#### [Information provided]
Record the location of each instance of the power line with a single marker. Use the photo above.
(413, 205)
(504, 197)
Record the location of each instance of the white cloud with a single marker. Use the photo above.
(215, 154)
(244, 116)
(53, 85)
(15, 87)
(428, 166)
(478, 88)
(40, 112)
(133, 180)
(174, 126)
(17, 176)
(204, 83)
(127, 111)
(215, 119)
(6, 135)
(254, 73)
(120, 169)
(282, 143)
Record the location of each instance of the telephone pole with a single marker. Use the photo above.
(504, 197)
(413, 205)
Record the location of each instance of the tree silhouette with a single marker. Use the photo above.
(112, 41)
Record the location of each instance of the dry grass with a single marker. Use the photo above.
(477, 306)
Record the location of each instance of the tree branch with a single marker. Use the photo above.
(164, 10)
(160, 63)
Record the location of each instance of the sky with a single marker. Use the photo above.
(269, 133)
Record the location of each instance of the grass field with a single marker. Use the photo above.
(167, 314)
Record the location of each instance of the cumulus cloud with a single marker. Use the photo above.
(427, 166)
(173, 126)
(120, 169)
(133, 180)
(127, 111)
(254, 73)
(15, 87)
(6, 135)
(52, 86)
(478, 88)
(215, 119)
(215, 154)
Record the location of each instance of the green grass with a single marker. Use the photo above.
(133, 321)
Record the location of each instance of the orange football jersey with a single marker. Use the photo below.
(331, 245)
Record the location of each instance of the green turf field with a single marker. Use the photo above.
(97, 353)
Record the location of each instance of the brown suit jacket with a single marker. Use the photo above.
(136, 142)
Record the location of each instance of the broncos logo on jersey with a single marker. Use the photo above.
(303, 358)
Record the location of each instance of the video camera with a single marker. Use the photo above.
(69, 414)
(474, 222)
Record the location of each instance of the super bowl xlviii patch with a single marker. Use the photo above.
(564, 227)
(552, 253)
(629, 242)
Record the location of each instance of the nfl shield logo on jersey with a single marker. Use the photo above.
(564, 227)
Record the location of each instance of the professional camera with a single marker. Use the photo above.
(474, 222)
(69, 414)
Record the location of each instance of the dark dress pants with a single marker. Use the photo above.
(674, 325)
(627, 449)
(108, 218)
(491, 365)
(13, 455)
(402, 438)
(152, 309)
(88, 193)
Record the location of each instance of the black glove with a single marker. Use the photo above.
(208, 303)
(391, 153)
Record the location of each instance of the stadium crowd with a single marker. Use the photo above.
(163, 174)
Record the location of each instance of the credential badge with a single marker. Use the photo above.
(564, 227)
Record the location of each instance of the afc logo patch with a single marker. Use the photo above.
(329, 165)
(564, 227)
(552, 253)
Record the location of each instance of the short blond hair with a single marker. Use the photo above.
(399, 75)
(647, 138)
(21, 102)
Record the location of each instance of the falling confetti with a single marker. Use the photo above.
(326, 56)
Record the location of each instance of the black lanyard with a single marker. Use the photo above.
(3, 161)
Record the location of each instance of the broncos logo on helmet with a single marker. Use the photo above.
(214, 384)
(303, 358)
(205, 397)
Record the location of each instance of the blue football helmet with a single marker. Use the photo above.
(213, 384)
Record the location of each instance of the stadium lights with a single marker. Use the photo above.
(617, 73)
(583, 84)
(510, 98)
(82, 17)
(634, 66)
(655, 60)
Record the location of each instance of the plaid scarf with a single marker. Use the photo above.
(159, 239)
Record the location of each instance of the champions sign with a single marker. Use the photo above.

#### [What you have to do]
Put all the lines above into a numbered list, leaving out any blank lines.

#### [Full response]
1. Record the location of each instance of the power line with a single marker. Use the photo above.
2. (413, 205)
3. (504, 197)
4. Record the location of each instance of the white cloud with a single marker. Use the photo above.
5. (215, 154)
6. (244, 116)
7. (53, 85)
8. (15, 87)
9. (428, 166)
10. (478, 88)
11. (40, 112)
12. (133, 180)
13. (174, 126)
14. (17, 176)
15. (204, 83)
16. (127, 111)
17. (215, 119)
18. (6, 135)
19. (254, 73)
20. (120, 169)
21. (282, 143)
22. Record the location of each instance of the telephone pole with a single marker. Use the photo above.
23. (504, 197)
24. (413, 205)
25. Record the location of each instance of the tree silhouette with a single marker. Use the photo above.
26. (112, 41)
27. Record the location of each instance of the dry grass with a single marker. Use the photo above.
28. (477, 306)
29. Record the location of each instance of the tree branch with a single marker. Use the photo above.
30. (164, 10)
31. (160, 63)
32. Record the location of each instance of the sky with a single marker. Use the photo above.
33. (269, 133)
34. Record the location of each instance of the grass field with a single marker. Use the photo above.
35. (167, 314)
36. Record the location of each instance of the cumulus cloud with a single marker. Use the photo above.
37. (427, 166)
38. (173, 126)
39. (120, 169)
40. (133, 180)
41. (127, 111)
42. (254, 73)
43. (15, 87)
44. (6, 135)
45. (52, 86)
46. (478, 88)
47. (215, 119)
48. (215, 154)
49. Record the location of each instance of the green grass with a single marker. Use the photo above.
50. (133, 321)
51. Record the location of each instance of the orange football jersey with a single marker. Use the photo below.
52. (331, 245)
53. Record the location of each instance of the green turf field with a single marker. Use the photo above.
54. (97, 353)
55. Record the location of each instance of the brown suit jacket with a single marker. Use the photo above.
56. (136, 142)
57. Record the location of each instance of the broncos logo on jersey with a single marker. Use the photo above.
58. (303, 358)
59. Record the location of each instance of the video camera with a single marker. Use the photo above.
60. (69, 414)
61. (474, 222)
62. Record the location of each instance of the super bowl xlviii patch with a single marker. Use the photo above.
63. (564, 227)
64. (552, 253)
65. (629, 242)
66. Record the location of each instance of the nfl shield logo on jersey with a single marker. Use the photo above.
67. (564, 227)
68. Record the location of each instance of the professional camera with a single marker. Use the photo above.
69. (474, 222)
70. (69, 414)
71. Record the location of each instance of the dark dress pants with a single marker. Use the photo above.
72. (674, 325)
73. (627, 449)
74. (108, 218)
75. (491, 365)
76. (13, 455)
77. (402, 438)
78. (152, 309)
79. (88, 193)
80. Record the location of each instance of the black glove with a single marker. Use the photo above.
81. (208, 303)
82. (391, 153)
83. Record the location of each instance of the stadium crowd with a single marker. Use the photo above.
84. (163, 174)
85. Record the location of each instance of the credential badge with a single marker. Use the photo above.
86. (564, 227)
87. Record the location of each instance of the afc logo patch with a single marker. Use the photo above.
88. (329, 165)
89. (564, 227)
90. (552, 253)
91. Record the location of each instance of the short blond hair with a single marker. Use the photo above.
92. (399, 75)
93. (647, 138)
94. (21, 102)
95. Record the location of each instance of the falling confetti with a single marker. Use the photo above.
96. (326, 56)
97. Record the location of each instance of the black lanyard with a single marker. Use the photo above.
98. (3, 161)
99. Record the location of each instance of the broncos logo on helmet with a single marker. Use the photo above.
100. (214, 384)
101. (303, 358)
102. (205, 397)
103. Record the location of each instance of the blue football helmet with a single marker. Use the photo above.
104. (213, 384)
105. Record the location of each instance of the stadium lights with a single marker. Use the photo above.
106. (617, 73)
107. (583, 84)
108. (510, 98)
109. (82, 17)
110. (634, 66)
111. (655, 60)
112. Record the location of each instance of the plaid scarf with a single marker. Use the photo above.
113. (159, 239)
114. Record the location of each instance of the champions sign with a single marker. Use the photo above.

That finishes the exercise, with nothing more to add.